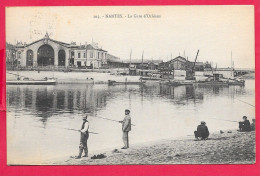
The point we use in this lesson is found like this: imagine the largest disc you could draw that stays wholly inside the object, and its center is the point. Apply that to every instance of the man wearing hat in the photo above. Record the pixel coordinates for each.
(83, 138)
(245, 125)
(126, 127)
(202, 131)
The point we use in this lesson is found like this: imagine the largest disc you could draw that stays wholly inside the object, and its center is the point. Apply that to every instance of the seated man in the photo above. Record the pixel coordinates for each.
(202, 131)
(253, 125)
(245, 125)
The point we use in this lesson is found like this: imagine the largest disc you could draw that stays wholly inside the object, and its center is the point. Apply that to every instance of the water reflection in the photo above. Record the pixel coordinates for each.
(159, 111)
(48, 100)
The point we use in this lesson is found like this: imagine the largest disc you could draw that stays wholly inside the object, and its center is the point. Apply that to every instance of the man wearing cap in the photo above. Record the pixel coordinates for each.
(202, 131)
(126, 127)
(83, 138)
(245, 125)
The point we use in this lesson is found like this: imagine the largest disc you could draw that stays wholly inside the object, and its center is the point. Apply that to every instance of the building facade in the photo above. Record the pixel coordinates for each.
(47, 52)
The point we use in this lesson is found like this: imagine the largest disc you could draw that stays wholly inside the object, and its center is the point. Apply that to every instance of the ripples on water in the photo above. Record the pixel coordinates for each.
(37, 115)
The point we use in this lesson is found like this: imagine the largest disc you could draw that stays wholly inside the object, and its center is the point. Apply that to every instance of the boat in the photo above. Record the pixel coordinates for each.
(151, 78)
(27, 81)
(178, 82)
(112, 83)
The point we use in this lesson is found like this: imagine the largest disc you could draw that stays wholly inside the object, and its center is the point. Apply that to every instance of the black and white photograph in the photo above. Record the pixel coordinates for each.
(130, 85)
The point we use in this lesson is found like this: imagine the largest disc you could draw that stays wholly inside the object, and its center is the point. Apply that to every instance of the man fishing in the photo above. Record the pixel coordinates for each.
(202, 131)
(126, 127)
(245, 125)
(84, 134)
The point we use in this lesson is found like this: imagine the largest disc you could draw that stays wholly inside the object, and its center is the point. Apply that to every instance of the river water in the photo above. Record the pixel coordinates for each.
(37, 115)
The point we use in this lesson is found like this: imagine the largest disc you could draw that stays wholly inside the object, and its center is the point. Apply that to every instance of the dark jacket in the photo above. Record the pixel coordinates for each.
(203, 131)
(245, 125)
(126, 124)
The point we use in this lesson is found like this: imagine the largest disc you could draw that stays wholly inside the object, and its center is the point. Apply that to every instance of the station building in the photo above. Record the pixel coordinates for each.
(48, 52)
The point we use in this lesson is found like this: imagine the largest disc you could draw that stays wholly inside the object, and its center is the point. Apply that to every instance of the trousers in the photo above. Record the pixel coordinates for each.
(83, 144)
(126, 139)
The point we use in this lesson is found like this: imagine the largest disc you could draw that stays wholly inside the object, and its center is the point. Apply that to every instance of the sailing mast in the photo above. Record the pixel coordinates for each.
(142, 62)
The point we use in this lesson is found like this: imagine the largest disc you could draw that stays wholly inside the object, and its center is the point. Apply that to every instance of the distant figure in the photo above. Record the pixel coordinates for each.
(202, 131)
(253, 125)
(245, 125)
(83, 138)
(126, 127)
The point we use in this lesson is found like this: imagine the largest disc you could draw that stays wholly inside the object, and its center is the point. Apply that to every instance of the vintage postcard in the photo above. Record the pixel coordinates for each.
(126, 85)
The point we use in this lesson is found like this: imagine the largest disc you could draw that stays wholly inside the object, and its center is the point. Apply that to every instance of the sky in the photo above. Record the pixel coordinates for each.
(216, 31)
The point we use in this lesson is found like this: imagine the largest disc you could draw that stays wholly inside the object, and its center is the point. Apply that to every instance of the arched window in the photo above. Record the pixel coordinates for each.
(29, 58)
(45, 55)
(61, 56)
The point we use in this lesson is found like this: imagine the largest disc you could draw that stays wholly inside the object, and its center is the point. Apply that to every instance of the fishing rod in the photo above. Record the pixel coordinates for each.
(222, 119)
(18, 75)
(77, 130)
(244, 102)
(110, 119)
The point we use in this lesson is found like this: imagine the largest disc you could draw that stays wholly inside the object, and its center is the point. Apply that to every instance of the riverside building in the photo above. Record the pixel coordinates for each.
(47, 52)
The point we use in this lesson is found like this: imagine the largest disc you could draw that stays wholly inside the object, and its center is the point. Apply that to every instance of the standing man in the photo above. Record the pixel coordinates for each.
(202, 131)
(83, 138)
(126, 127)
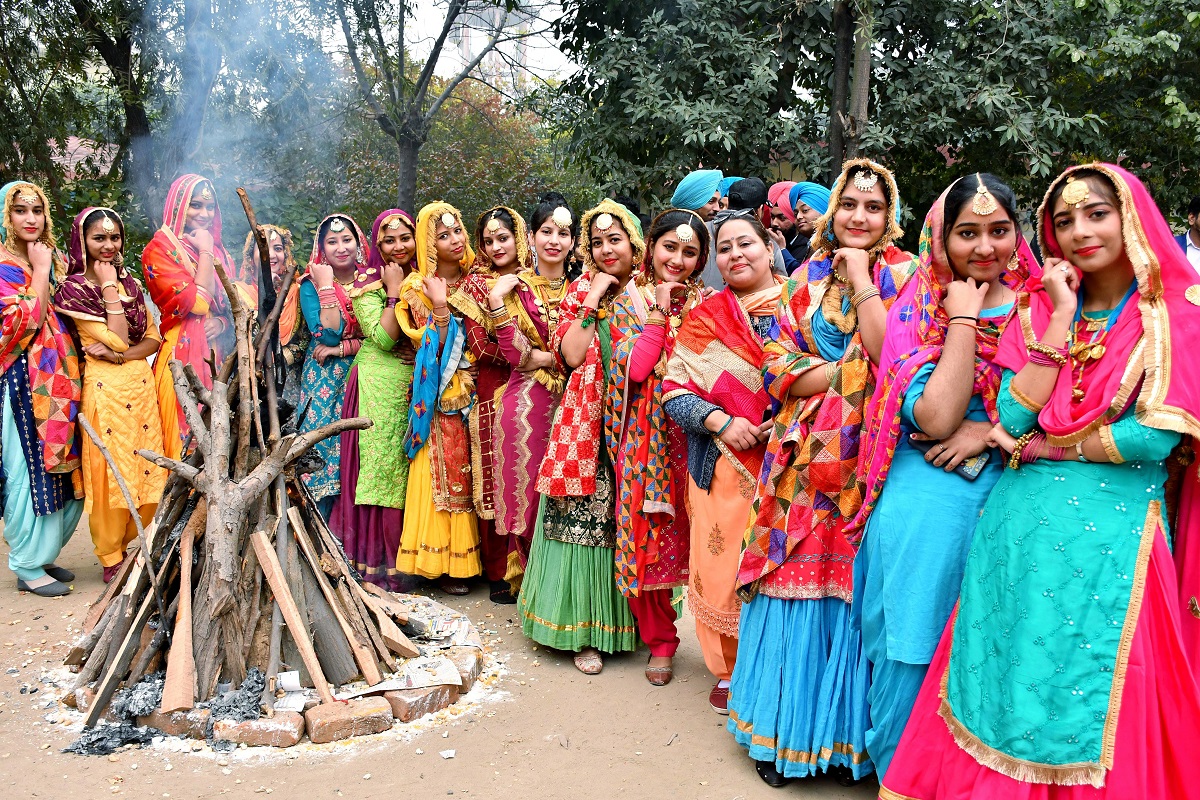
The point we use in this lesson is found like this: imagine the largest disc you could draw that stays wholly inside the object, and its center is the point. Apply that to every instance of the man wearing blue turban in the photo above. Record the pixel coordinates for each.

————————

### Task item
The result should be the full listing, retyped exactly and free of pictures.

### The completed task
The point we use in this lesson is found like this: imagine the largest disc you could draw that stays wholly inside the object, and its center is the point. Apply that to every instance of the man wearing hat in the photo above. Record the pixel coordinates for each.
(83, 138)
(245, 125)
(126, 127)
(202, 131)
The point we use in this lesson is found like this: imagine the largest disc you could draw that stays wholly inside the object, and its center is the point. Apply that to every instance of the seated man in the photo above. Record the pixel coordinates for each.
(202, 131)
(253, 125)
(245, 125)
The point we use in this lesson is found like this: imagine the largest disc you could draw that stays wholly inside the object, and its center is the point. Apply that to every instance of the water reflection in the photo above. Record the pixel coordinates for each.
(159, 111)
(48, 100)
The point we use in this lesson is found like this: imagine the largest disc you could draw that stays wholly inside the object, and its center is the point. Apply that to every instance of the man wearing cap in the photo above. Record the pixel coordinates for each.
(202, 131)
(126, 127)
(83, 138)
(245, 125)
The point we use in this lesson is found like this: imagine the largest disc you could draw that stays wholly inside the object, and its center is the point. Apply that to every instance of the building facade in the photo above. Record the pixel coordinates for each.
(47, 52)
The point we use in this lesson is found like this: imagine the largest disc you could draw that stays wholly inside the object, and its center is the point. Apply that to every instance of the ripples on water in the photo above. Record the pixel coordinates for each.
(37, 115)
The point we use in this lesson is found like this: imagine the largest disc you could draw that stays wholly inside the object, and its center is the point. Apply that to every instance of the boat in the photo above. Record the pixel coordinates for each.
(151, 78)
(27, 81)
(178, 82)
(112, 83)
The point we use in this lesson is found like this: imagine the largest disc you could draw that stays wholly inside the object, and its center is the point. Apply that to every instance of the black and white photograph in the photo above. Record the pixel coordinates for each.
(130, 85)
The point we use in this lesson is found like this: imagine the largest disc you could draw that stays wholly inside the object, and its center is the point. Apply that to every instance of the man fishing in the photo above. Record the pixel coordinates for each.
(202, 131)
(126, 127)
(245, 125)
(84, 134)
The point we use in this lesson is found like this: imagine the largest disc you could draw that stays wholly inside the object, and its center is the point. Apply that to every instance of the river water in the photo above. Record the pixel coordinates for each.
(37, 115)
The point we use in this lesson is found like this: imagine the largest disc you could draw that stays wholly inside the object, and its center is the point. Apply that to every instance of the dark jacket in the photo above. Record the pixel coordinates for each.
(203, 131)
(245, 125)
(126, 124)
The point we use in this lesson is found like this: imagine the largest disc you could draw that stays wholly inside the object, and its center is the point. Apply that to every instance of the station building in the photo above. Record the pixel coordinates for each.
(48, 52)
The point we use in this lesson is found like this: imagine the largest disc you could draw that stays wholly inside the object, and its center is the point. Apply that to every instance of the trousers in the photo above. Record the pixel coordinates for each.
(83, 144)
(126, 139)
The point we use in this lesson is found like this: imagine the largest disc you could draw that stays wholly inside the object, and its center is the point. Apply that to every instance of the sailing mast in the photo above. Record the pixel coordinates for each.
(142, 62)
The point we use in this lesson is found like this: imagine the largest disc you could draw that stays wholly inside the object, and its center is the point. Apply that to every instance of the distant figure in the photo above. Record the pixel coordinates for each.
(202, 131)
(253, 125)
(245, 125)
(83, 138)
(126, 127)
The point we use in this lesson is found like this: imagine the largest disc you could draw that stays wholly inside the object, and its center is the point. Apply that to every instance of the vintage postcard in the photo above. Record the pixel coordinates for each.
(126, 85)
The point we use in this lesson is found like this: imagine the largest disc you could draw that stays wholly inside the object, and its center is the point. Apply that to every instance of the sky in the photo above. Record the pixel coordinates for each.
(216, 31)
The point we use in this lesson is found like this: imagine the largest disc you could draw that stays wholly inside the object, and its center is the point. Apply that to every instance of the arched window in the photo above. Record the pixel coordinates for each.
(29, 58)
(45, 55)
(61, 56)
The point we use in this lesson is found like this: imagine the largest disc you could draw that stays wholly inside the object, and its center is the point. Apply that to every instance of the fishing rod in the photo above. Record the pixel coordinates for each.
(222, 119)
(18, 75)
(77, 130)
(244, 102)
(110, 119)
The point we use in this lesson is found like this: imagine the largest disc you could draw that stays wholly inside the object, and its center is the point. Apply that to every instance of the riverside building in the photo above. Record the pixel coordinates for each.
(47, 52)
The point we use in this lesson is found like this: imagine the largest disc you could draw that stays wholly inside the object, and its center is the point. Apply that to every instance of the standing man in the photo above. Record the pixel coordinates for each.
(202, 131)
(83, 138)
(126, 127)
The point we use in this lesson is found like this: imagine the largest disc you could draw that stays wholly inside the object, and its center is the point. Apply that to every instance of the man wearing blue turban in the photo above. Record the pixel coordinates for each.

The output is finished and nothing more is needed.